• Task description: Repeat verbatim, and only, the lines of the data below, beginning at the line that contains "box: [1030, 386, 1163, 832]" and stopping after the line that contains "positive clicks: (2253, 195)".

• Data section:
======
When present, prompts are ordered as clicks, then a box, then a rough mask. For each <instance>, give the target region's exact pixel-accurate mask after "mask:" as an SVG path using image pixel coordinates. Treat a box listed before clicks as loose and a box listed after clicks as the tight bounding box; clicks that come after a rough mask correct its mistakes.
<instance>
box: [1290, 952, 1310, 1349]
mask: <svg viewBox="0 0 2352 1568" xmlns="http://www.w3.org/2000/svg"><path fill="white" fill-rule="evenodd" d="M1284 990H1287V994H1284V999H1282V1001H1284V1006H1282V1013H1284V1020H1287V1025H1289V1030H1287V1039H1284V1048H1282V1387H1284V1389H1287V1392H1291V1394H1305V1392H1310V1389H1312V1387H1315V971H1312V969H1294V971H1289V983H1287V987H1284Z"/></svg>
======
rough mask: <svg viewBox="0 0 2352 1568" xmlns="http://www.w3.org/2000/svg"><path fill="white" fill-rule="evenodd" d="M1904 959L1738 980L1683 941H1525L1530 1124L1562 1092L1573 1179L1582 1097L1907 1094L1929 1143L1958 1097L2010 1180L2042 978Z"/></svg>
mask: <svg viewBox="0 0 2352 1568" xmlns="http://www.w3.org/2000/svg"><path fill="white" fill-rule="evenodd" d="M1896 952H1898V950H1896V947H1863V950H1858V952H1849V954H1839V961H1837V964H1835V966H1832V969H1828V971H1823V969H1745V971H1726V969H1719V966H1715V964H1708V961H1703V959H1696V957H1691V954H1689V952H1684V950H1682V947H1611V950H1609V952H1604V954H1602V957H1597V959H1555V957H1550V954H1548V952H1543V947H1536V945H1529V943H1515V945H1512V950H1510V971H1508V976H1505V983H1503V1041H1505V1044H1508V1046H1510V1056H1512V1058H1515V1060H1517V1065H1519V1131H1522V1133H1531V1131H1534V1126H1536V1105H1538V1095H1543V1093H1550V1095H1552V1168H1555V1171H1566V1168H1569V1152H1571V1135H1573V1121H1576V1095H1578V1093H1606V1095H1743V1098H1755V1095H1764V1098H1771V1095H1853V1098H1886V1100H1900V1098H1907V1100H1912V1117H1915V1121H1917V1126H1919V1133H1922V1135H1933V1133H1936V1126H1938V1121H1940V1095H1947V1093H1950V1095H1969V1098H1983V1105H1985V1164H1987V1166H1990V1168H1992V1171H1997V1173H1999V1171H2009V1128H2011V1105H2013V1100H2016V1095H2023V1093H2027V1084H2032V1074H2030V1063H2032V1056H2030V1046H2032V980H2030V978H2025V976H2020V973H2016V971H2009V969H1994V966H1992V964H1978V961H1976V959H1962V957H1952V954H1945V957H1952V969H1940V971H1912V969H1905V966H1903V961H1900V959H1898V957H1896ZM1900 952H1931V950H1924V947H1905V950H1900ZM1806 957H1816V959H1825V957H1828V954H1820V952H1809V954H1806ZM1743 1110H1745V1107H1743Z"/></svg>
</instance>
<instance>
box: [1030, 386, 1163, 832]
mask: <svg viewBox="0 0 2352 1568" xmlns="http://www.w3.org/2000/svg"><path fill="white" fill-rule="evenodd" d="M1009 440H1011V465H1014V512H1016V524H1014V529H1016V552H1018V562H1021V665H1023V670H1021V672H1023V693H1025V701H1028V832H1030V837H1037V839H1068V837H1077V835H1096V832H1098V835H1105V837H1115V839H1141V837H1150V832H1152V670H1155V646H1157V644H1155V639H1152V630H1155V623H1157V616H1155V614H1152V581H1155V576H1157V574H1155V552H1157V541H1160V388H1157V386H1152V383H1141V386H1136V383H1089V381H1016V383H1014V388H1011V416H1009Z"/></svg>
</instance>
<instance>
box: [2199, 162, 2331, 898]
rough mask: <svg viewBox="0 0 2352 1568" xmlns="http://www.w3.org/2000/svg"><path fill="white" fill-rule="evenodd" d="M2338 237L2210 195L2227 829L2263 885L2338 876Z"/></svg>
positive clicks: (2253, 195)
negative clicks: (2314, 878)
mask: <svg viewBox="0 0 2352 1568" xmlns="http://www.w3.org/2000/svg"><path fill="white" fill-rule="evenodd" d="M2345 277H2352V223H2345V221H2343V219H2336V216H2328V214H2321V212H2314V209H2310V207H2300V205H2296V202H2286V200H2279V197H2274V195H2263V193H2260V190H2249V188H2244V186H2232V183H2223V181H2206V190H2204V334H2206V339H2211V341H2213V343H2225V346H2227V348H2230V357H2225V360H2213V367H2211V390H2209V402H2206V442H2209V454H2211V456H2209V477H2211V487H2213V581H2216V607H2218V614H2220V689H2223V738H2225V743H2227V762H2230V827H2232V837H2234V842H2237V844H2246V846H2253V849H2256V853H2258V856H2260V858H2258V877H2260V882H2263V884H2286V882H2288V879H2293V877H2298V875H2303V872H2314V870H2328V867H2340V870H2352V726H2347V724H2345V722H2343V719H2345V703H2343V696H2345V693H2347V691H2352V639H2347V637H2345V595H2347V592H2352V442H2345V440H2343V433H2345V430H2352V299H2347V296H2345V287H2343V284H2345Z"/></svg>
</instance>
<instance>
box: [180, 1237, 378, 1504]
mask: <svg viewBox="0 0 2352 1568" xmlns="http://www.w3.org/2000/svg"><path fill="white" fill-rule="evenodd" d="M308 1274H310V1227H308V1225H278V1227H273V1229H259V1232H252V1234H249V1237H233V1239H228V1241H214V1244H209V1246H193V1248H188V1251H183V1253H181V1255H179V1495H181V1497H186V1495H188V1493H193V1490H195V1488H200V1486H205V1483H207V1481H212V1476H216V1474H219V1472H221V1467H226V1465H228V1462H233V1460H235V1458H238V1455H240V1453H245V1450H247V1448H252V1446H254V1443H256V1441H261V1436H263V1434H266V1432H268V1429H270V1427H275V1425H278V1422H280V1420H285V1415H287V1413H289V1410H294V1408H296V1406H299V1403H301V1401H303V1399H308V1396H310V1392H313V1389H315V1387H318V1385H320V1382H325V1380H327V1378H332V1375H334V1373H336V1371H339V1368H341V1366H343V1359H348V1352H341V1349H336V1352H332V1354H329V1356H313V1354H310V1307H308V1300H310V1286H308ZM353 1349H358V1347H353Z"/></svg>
======
• Exercise answer:
box: [1030, 386, 1163, 832]
mask: <svg viewBox="0 0 2352 1568" xmlns="http://www.w3.org/2000/svg"><path fill="white" fill-rule="evenodd" d="M1009 440H1011V465H1014V512H1016V524H1014V529H1016V552H1018V562H1021V665H1023V670H1021V672H1023V693H1025V701H1028V832H1030V837H1037V839H1068V837H1077V835H1096V832H1098V835H1105V837H1115V839H1141V837H1150V832H1152V670H1155V646H1157V644H1155V639H1152V630H1155V623H1157V616H1155V614H1152V581H1155V576H1157V574H1155V552H1157V541H1160V388H1157V386H1152V383H1141V386H1136V383H1089V381H1016V383H1014V388H1011V416H1009Z"/></svg>
</instance>
<instance>
box: [2199, 162, 2331, 898]
rough mask: <svg viewBox="0 0 2352 1568" xmlns="http://www.w3.org/2000/svg"><path fill="white" fill-rule="evenodd" d="M2338 237L2210 195L2227 829L2263 885L2338 876Z"/></svg>
positive clicks: (2253, 195)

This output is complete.